■ **TEXTO DE ORIGEM**
::::::::::

Ela ficou de me escrever quando o bébé nascesse. Não recebi nenhuma carta. Não sei o que aconteceu.
(2)
Andava na faculdade quando a conheci. Ela era muito bonita mas tinha um ar um pouco triste e meio-distante. Vendia uns produtos de beleza que, pelo menos ali, ninguém estava interessado em comprar. Era um aluna interessada, gostava do curso. Tinha um namorado que parecia ser "bonzinho" mas via-se, a milhas, que ela estava farta dele. De vez enquando falávamos e acontecia rirmo-nos imenso. Mas foi só no último ano, quando fizemos um trabalho conjunto para uma cadeira, que nos conhecemos melhor.

::::::::::

Itens listados num conjunto de dados:
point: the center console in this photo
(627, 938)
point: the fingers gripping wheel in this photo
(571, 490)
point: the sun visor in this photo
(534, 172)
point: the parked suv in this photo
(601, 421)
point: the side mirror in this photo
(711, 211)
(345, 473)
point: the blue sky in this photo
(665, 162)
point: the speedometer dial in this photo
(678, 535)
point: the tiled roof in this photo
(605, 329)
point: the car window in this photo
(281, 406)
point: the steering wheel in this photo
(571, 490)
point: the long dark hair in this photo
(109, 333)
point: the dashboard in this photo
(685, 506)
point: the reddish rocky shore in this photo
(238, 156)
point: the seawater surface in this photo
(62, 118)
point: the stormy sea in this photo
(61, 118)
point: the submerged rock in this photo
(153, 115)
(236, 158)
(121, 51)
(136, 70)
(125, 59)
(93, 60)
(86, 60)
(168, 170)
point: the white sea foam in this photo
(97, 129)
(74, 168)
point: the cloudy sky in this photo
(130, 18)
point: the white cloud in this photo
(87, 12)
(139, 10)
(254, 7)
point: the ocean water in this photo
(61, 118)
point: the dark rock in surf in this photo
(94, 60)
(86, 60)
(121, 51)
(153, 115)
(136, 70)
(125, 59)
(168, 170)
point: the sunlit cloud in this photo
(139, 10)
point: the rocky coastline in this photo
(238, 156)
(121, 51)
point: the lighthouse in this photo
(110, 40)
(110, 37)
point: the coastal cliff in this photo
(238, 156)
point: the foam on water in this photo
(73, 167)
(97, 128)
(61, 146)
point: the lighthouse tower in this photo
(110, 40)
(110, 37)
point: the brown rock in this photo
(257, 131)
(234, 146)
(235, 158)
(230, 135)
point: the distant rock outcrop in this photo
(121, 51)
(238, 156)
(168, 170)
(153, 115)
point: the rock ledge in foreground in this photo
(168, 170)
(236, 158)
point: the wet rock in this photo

::::::::::

■ **OBJETIVO DA TAREFA**
Dê seguimento ao relato sobre a colega da faculdade a partir da última frase apresentada.

■ **ESPAÇO DE RESPOSTA**
Soube então que fizera um aborto e que esse facto mudara uma série de coisas na sua vida. O namorado tinha-a apoiado nessa decisão e foi com ele que se dirigiu a uma abortadeira, algures no Alentejo, onde vivia. Acabou com uma hemorragia tão grande que se assustou, e então contou tudo aos pais. Estes levaram-na ao hospital e ela acabou por ficar bem. Mas, oh mas! O pai deixou de lhe falar, e, sendo o chefe da esquadra local, quis mesmo que ela se afastasse, não fosse alguém vir a saber de qualquer coisa! A mãe continuou a protegê-la mas, envergonhada com a gravidez e aborto da filha, aconselhava-a a nunca deixar fugir aquele namorado que devia ser um santo por ainda querer namorar e casar com ela. Deixaram de lhe dar dinheiro, de lhe comprar roupa, de alimentar qualquer "capricho".
O tempo acabou por nos afastar. Mas sei que mandou o namorado da altura às urtigas, que se casou com outra pessoa, teve filhos e que vive na mesma localidade em que já viviam os pais.
(3)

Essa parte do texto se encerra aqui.